Annotation dataset entries

start

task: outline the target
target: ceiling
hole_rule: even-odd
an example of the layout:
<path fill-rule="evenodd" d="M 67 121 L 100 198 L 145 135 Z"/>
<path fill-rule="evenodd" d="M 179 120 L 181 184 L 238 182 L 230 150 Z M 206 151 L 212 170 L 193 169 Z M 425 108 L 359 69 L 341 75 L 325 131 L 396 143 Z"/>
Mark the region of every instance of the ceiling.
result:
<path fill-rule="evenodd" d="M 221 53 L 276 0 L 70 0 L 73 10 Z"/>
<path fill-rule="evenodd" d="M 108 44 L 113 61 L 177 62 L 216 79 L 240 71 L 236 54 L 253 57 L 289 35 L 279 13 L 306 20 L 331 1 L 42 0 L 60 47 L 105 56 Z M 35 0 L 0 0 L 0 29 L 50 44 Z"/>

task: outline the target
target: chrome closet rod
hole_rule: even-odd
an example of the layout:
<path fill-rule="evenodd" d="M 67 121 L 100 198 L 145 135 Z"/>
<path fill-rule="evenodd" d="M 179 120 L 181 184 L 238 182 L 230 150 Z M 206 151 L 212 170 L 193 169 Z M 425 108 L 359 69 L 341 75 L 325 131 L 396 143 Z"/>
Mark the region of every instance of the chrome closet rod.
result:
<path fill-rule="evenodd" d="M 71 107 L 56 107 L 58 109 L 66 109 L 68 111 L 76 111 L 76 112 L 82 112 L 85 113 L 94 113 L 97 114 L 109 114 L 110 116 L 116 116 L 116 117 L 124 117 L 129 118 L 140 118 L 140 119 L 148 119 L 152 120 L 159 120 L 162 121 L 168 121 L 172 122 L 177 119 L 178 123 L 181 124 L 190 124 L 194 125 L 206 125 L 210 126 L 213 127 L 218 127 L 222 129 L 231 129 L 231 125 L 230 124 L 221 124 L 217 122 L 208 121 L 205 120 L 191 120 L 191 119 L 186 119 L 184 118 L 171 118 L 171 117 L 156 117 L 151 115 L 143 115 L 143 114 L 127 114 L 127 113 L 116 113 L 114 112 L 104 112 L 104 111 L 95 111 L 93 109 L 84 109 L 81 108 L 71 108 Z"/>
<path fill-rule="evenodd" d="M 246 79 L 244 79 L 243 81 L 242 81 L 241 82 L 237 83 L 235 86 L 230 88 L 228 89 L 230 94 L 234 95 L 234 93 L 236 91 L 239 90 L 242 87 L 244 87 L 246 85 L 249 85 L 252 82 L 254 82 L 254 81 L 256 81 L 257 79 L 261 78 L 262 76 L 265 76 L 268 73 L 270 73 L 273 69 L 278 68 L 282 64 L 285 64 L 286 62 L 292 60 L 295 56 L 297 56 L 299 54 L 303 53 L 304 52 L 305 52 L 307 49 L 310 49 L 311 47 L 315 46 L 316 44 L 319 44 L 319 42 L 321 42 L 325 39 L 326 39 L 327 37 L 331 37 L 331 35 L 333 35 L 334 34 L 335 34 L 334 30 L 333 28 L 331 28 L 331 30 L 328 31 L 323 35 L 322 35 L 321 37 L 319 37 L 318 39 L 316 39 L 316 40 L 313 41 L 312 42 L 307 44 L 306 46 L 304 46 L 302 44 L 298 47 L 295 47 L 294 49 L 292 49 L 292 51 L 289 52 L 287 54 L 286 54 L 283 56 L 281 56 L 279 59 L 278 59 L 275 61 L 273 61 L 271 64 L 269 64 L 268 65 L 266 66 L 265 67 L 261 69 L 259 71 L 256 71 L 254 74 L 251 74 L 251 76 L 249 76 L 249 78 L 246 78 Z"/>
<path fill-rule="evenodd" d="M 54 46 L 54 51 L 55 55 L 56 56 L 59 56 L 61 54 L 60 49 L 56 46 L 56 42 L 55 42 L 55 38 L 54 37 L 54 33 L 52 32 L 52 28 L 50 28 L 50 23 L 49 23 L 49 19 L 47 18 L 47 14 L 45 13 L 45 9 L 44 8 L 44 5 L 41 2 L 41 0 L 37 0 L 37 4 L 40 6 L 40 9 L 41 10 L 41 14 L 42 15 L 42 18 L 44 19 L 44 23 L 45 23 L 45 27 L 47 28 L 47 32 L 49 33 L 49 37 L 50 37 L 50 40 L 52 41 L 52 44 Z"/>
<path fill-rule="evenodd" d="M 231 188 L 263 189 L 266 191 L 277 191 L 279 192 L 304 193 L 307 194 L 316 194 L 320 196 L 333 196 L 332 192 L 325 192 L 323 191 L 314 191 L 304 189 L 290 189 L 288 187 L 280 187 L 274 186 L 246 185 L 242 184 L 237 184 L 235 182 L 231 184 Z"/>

end

> Exercise instructions: Can you render the whole listing above as a JSON list of strings, with one string for each line and the blank lines left out?

> Correct answer:
[
  "task: outline the target",
  "target: ceiling",
  "hole_rule: even-odd",
  "an example of the layout:",
  "<path fill-rule=\"evenodd\" d=\"M 67 121 L 100 198 L 145 135 Z\"/>",
  "<path fill-rule=\"evenodd\" d=\"M 179 120 L 181 184 L 238 182 L 230 150 Z M 206 151 L 212 170 L 193 169 Z M 425 108 L 359 69 L 341 75 L 325 131 L 396 143 Z\"/>",
  "Mark the region of every instance of the ceiling.",
  "result:",
  "<path fill-rule=\"evenodd\" d=\"M 221 53 L 276 0 L 70 0 L 73 10 Z\"/>",
  "<path fill-rule=\"evenodd\" d=\"M 108 44 L 113 61 L 177 62 L 216 79 L 240 71 L 236 54 L 253 57 L 289 35 L 279 13 L 306 20 L 331 1 L 42 0 L 60 47 L 105 56 Z M 35 0 L 0 0 L 0 29 L 50 44 Z\"/>",
  "task: outline the target",
  "target: chrome closet rod",
  "hole_rule: even-odd",
  "an example of the layout:",
  "<path fill-rule=\"evenodd\" d=\"M 67 121 L 100 198 L 145 135 Z\"/>",
  "<path fill-rule=\"evenodd\" d=\"M 179 120 L 181 184 L 238 182 L 230 150 Z M 206 151 L 212 170 L 193 169 Z M 425 108 L 359 69 L 341 75 L 325 131 L 396 143 Z\"/>",
  "Mark the region of every instance of the chrome closet rod.",
  "result:",
  "<path fill-rule=\"evenodd\" d=\"M 71 107 L 56 107 L 58 109 L 66 109 L 68 111 L 76 111 L 76 112 L 82 112 L 85 113 L 94 113 L 97 114 L 109 114 L 110 116 L 116 116 L 116 117 L 124 117 L 129 118 L 140 118 L 140 119 L 148 119 L 152 120 L 159 120 L 162 121 L 168 121 L 172 122 L 177 119 L 178 123 L 181 124 L 190 124 L 194 125 L 206 125 L 210 126 L 213 127 L 218 127 L 222 129 L 231 129 L 231 125 L 230 124 L 221 124 L 217 122 L 208 121 L 205 120 L 191 120 L 191 119 L 186 119 L 184 118 L 171 118 L 171 117 L 156 117 L 151 115 L 143 115 L 143 114 L 127 114 L 127 113 L 116 113 L 114 112 L 104 112 L 104 111 L 95 111 L 93 109 L 84 109 L 81 108 L 71 108 Z\"/>",
  "<path fill-rule=\"evenodd\" d=\"M 246 79 L 244 79 L 243 81 L 242 81 L 241 82 L 237 83 L 235 86 L 230 88 L 228 89 L 230 94 L 234 95 L 234 93 L 236 91 L 239 90 L 242 87 L 244 87 L 246 85 L 249 85 L 252 82 L 254 82 L 254 81 L 256 81 L 257 79 L 261 78 L 262 76 L 265 76 L 268 73 L 270 73 L 273 69 L 278 68 L 282 64 L 285 64 L 286 62 L 292 60 L 295 56 L 297 56 L 299 54 L 303 53 L 304 52 L 305 52 L 307 49 L 310 49 L 311 47 L 315 46 L 316 44 L 319 44 L 319 42 L 321 42 L 325 39 L 326 39 L 327 37 L 331 37 L 331 35 L 333 35 L 334 34 L 335 34 L 334 30 L 333 28 L 331 28 L 331 30 L 328 31 L 323 35 L 322 35 L 321 37 L 319 37 L 318 39 L 316 39 L 316 40 L 313 41 L 312 42 L 307 44 L 306 46 L 304 46 L 302 44 L 298 47 L 295 47 L 294 49 L 292 49 L 292 51 L 289 52 L 287 54 L 286 54 L 283 56 L 281 56 L 279 59 L 278 59 L 275 61 L 273 61 L 271 64 L 269 64 L 268 65 L 266 66 L 265 67 L 261 69 L 259 71 L 256 71 L 254 74 L 251 74 L 251 76 L 249 76 L 249 78 L 246 78 Z\"/>",
  "<path fill-rule=\"evenodd\" d=\"M 54 46 L 54 51 L 55 55 L 56 56 L 59 56 L 61 54 L 60 49 L 56 46 L 56 42 L 55 42 L 55 38 L 54 37 L 54 33 L 52 32 L 52 28 L 50 28 L 50 23 L 49 23 L 49 19 L 47 18 L 47 14 L 45 13 L 45 9 L 44 8 L 44 5 L 41 2 L 41 0 L 37 0 L 37 4 L 40 6 L 40 9 L 41 10 L 41 14 L 42 15 L 42 18 L 44 19 L 44 23 L 45 23 L 45 27 L 47 28 L 47 32 L 49 33 L 49 37 L 50 37 L 50 40 L 52 41 L 52 44 Z\"/>",
  "<path fill-rule=\"evenodd\" d=\"M 231 188 L 263 189 L 266 191 L 277 191 L 279 192 L 304 193 L 307 194 L 316 194 L 320 196 L 333 196 L 332 192 L 325 192 L 323 191 L 314 191 L 304 189 L 290 189 L 288 187 L 280 187 L 274 186 L 246 185 L 242 184 L 237 184 L 235 182 L 231 184 Z\"/>"
]